Image entries for named regions:
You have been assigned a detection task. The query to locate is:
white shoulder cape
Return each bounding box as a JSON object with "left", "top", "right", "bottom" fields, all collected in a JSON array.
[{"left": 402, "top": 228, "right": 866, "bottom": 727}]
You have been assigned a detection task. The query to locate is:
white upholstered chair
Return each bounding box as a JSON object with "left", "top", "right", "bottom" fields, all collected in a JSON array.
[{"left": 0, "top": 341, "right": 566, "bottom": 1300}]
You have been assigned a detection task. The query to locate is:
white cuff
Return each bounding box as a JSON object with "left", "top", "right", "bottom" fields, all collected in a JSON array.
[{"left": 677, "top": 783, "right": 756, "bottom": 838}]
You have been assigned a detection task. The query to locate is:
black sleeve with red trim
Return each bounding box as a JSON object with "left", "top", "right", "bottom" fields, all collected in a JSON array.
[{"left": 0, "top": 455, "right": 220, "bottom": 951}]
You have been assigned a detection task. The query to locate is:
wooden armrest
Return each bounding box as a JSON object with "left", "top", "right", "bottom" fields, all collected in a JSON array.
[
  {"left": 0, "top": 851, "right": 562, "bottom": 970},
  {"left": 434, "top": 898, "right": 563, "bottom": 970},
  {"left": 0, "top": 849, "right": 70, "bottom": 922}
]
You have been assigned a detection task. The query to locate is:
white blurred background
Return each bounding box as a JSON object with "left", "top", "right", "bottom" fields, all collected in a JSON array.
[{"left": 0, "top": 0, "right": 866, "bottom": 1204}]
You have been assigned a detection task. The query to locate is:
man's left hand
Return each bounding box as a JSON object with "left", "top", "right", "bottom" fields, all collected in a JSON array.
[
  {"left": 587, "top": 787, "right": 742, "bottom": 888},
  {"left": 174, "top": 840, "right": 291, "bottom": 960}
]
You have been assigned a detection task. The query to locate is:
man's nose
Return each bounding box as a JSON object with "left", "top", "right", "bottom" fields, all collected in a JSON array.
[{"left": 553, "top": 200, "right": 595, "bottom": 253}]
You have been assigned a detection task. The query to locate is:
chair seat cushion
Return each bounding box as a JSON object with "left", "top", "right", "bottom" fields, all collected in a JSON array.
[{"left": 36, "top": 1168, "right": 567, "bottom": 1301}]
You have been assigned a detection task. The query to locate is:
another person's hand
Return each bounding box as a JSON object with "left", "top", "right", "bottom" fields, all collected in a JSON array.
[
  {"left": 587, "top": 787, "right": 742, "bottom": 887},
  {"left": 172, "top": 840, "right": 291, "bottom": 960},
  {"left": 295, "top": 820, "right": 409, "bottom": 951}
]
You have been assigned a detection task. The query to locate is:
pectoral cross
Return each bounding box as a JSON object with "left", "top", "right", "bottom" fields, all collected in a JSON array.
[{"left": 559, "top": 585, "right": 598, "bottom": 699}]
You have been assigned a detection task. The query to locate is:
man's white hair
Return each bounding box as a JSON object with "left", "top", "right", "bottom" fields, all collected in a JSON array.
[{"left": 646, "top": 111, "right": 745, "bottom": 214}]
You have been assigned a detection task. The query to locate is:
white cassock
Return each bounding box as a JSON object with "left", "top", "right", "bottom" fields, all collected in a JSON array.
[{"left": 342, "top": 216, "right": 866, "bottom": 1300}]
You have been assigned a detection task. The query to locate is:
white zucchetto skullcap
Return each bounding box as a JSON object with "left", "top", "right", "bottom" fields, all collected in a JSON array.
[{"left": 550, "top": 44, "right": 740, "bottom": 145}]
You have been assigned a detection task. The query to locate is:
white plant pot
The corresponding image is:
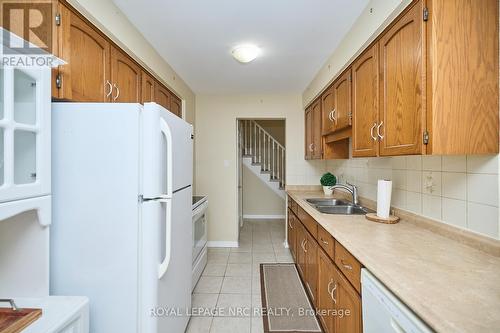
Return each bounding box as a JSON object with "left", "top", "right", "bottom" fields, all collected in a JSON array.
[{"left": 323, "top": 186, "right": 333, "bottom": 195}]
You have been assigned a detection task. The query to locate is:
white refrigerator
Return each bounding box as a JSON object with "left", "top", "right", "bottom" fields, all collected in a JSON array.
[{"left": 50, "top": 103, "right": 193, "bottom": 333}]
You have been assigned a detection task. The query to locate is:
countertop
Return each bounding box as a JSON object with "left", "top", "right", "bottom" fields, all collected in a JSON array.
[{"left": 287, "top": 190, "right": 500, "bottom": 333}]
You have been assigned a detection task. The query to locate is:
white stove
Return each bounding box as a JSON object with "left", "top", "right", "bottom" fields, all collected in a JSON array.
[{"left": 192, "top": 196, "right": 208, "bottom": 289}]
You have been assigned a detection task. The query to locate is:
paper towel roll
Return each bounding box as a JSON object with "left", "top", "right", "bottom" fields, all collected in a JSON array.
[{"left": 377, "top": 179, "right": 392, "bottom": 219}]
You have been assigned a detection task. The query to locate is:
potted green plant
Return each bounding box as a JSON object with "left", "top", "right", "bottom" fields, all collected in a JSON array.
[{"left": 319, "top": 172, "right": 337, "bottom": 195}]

» Request
Which lines in the material contain the word "chair"? Pull out each of those lines in full.

» Result for this task
white upholstered chair
chair seat cushion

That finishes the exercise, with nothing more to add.